Excerpt to read:
******

You've given your kids a good start that will set them up for whatever comes their way next. Doing their GCSEs and A levels in the state sector will, all things being equal and their commitment to education, stand them in good stead for university admissions. Good luck to you and them.

Herejustforthisone · 11/11/2022 21:33

Rushingfool · 11/11/2022 20:57

I work in a large state secondary. Very unlikely your children will 'not be accepted' by the local high school children. There's lots of really, really nice children at state schools - they just don't all have wealthy parents! And if the old private school friends don't accept them, then what does that say about the old private school friends?! Truth is, children's friendships tend to fade when they don't see each other regularly i.e., at school, so the private school friendships may well drop off anyway, unless they live in the same road as you for example.

We have had children join our school from private school for much the same reasons, and some join because of bullying at private schools believe it or not, and all are fine. Children find their own 'tribe' so the troublemakers tend to hang out together, while the well-behaved ones do too.

******

Record excerpts:

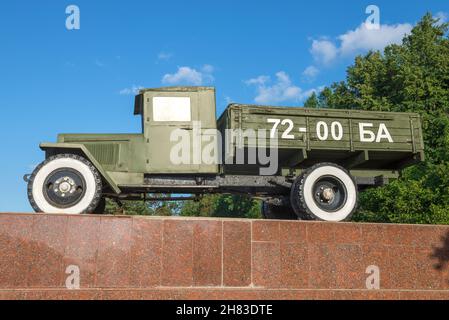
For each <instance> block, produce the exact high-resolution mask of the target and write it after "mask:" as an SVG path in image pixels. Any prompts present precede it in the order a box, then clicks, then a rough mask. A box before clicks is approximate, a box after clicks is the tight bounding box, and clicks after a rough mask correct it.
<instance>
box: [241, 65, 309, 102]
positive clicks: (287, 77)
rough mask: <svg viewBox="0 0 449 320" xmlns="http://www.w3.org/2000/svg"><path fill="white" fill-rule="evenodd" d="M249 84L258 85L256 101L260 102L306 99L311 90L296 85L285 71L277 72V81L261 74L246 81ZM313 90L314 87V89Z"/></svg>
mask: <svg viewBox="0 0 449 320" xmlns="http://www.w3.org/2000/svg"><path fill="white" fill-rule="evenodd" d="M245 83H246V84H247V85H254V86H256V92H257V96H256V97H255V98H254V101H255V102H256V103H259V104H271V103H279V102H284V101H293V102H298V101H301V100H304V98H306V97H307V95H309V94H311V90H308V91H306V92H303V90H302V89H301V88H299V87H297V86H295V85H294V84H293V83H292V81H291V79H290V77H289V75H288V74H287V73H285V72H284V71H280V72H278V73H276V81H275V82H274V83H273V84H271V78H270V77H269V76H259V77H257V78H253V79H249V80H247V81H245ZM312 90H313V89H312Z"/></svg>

******

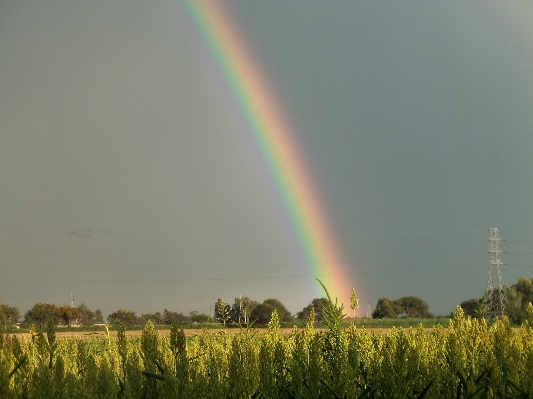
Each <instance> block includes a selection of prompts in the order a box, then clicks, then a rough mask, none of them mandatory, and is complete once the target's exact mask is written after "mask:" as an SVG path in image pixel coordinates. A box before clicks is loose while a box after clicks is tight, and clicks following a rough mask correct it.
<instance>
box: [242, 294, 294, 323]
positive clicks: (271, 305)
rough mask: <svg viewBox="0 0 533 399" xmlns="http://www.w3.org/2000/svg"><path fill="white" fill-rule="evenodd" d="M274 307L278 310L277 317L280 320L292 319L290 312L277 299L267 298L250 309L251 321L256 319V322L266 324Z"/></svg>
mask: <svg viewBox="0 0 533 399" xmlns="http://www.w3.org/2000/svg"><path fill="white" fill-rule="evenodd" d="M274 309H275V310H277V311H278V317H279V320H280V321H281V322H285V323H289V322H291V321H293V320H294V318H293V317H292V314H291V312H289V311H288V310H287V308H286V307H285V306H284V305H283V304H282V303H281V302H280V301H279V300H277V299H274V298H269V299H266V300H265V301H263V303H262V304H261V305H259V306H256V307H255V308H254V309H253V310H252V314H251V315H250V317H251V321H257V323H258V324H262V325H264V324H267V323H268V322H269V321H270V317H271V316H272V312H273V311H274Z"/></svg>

******

Tasks and exercises:
- 1) Retype the passage of the forum thread about moving children from private to state school, from "You've given your" up to and including "you and them.".
- 2) Write what comes next in the forum thread about moving children from private to state school, starting right after its final sentence.

Answers to the tasks:
- 1)
You've given your kids a good start that will set them up for whatever comes their way next. Doing their GCSEs and A levels in the state sector will, all things being equal and their commitment to education, stand them in good stead for university admissions. Good luck to you and them.

- 2)
Yours will be fine.

My sister wasn’t accepted. She had a truly awful time. This is not helpful to the OP, but it’s true. Kids aren’t known for their kindness to difference.

PottyDottyDotPot · 11/11/2022 21:34

Also look at clubs outside of school. My DC went to the local comprehensive and played tennis at the local tennis club, badminton a few miles away and one was in our village football team and the other did drama at a drama school that rented the local primary school hall a couple of evenings a week.

LindseyHoyleSpeaks · 11/11/2022 21:35

Keep them there until the end of the academic year.

Ask the family you’re staying local to for help financially.

donttellmetokeepcalm · 11/11/2022 21:38

I've stopped lurking and actually rediscovered my account for this. I was that child year 9 had to leave private school for state as my mums business went down. She was totally gutted, I recognise your words as to exactly how she felt. I was nervous to join a state school, worried I'd be hated for coming from a private school. I was sad that, as you said, my school didn't offer any support. It was a very early lesson into understanding we are just stock items, at school and work.

I started the new school, having given my mum some shit about how it's only 2 years, no issue if no one speaks to me etc, I was nervous. BUT it was brilliant, best thing that happened to me, better diversity, great teachers, more subjects and I had a blast. Taught me so much. In hindsight having experienced both education sectors taught me so much more than I could have imagined, stood me in good sted for life.

I also had double the amount of friends. Went to a great college and uni and have a great career.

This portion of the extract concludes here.